** begin Records for this task **
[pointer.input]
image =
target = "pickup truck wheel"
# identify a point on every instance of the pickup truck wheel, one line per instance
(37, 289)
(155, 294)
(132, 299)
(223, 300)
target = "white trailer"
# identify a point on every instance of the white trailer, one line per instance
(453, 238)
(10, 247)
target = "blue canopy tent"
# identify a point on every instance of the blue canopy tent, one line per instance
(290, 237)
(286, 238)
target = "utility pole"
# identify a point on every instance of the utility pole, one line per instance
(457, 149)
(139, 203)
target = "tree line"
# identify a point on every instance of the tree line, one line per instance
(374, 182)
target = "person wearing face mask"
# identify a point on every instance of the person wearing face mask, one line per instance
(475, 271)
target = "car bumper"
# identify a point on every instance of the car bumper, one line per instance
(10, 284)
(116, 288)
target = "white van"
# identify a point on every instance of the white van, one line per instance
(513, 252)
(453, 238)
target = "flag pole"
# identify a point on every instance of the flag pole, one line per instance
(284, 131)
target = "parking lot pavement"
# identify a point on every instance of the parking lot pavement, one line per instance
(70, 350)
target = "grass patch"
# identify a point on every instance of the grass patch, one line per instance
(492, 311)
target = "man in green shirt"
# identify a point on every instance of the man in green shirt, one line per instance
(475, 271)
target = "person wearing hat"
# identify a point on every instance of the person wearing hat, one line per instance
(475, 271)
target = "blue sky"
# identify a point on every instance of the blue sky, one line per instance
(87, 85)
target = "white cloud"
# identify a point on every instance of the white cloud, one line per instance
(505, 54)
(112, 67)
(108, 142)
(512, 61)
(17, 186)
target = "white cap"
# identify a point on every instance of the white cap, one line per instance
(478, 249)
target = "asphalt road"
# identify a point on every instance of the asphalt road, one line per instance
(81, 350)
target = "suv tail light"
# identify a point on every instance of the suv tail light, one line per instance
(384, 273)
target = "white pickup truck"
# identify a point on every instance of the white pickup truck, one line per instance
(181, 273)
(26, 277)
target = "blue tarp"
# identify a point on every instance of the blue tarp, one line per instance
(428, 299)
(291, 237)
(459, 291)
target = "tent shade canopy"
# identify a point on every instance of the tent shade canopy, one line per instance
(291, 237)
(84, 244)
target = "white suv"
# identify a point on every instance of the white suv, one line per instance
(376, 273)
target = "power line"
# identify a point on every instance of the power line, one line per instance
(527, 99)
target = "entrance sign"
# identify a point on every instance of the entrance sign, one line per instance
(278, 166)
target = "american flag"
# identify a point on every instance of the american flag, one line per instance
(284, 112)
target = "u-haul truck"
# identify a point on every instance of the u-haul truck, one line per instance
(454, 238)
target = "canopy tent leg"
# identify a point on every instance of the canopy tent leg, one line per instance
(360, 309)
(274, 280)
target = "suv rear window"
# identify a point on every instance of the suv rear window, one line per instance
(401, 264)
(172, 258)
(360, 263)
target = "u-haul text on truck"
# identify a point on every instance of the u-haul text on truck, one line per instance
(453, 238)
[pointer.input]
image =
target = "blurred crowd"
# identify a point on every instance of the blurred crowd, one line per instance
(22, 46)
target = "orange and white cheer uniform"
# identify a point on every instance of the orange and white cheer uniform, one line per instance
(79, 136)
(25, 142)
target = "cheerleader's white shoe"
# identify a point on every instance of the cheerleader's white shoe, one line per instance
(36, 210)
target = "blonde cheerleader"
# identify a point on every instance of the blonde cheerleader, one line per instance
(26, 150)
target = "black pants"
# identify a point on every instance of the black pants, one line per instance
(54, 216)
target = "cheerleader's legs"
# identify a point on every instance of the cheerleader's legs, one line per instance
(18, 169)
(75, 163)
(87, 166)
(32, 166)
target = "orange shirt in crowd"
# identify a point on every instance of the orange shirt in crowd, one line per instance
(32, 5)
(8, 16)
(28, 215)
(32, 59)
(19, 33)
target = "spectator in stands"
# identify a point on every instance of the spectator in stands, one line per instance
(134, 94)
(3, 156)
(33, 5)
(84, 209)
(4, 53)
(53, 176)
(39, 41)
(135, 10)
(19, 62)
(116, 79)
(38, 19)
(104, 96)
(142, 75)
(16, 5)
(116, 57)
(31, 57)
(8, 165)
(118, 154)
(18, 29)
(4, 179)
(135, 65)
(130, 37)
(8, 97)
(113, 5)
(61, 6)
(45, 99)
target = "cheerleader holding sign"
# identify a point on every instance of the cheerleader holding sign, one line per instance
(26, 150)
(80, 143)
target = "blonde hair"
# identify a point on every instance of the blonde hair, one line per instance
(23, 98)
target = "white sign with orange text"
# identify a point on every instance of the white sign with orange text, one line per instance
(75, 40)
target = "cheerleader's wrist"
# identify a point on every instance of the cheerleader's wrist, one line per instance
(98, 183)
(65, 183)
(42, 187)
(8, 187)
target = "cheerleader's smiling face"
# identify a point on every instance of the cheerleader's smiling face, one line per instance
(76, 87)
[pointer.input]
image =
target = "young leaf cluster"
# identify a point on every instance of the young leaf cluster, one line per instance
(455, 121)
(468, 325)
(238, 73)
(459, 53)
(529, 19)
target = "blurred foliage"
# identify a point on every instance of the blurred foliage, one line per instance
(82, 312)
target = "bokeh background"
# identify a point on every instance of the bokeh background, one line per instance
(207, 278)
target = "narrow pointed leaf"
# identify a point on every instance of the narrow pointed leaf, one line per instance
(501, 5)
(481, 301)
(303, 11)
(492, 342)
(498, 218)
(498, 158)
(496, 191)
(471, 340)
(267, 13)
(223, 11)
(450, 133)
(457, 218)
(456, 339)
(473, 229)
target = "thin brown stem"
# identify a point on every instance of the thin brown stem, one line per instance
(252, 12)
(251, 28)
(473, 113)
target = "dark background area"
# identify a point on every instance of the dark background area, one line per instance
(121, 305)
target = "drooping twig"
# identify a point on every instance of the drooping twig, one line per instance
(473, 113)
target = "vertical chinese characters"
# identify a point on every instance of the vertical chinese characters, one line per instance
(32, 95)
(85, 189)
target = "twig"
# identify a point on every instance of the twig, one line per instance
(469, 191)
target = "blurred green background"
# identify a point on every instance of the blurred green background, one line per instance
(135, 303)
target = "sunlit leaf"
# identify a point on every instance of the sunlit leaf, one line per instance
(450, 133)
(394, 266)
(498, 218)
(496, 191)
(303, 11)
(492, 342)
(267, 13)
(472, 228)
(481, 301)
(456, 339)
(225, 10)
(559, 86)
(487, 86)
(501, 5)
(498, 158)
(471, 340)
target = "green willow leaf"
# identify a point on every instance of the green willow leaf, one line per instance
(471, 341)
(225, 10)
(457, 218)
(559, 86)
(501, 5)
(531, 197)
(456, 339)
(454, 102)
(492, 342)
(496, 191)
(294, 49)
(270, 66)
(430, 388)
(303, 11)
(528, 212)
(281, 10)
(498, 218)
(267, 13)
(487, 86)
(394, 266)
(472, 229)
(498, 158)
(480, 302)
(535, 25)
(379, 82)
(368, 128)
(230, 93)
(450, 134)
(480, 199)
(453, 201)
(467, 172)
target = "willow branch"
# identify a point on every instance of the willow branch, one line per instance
** end Records for this task **
Pick out every line in the material above that contains the word "blonde", and copy each of those lines.

• **Complete response**
target = "blonde cheerleader"
# identify a point on every instance of the blonde cheerleader, one line per instance
target = "blonde hair"
# identify a point on every instance of the blonde hair, one line per instance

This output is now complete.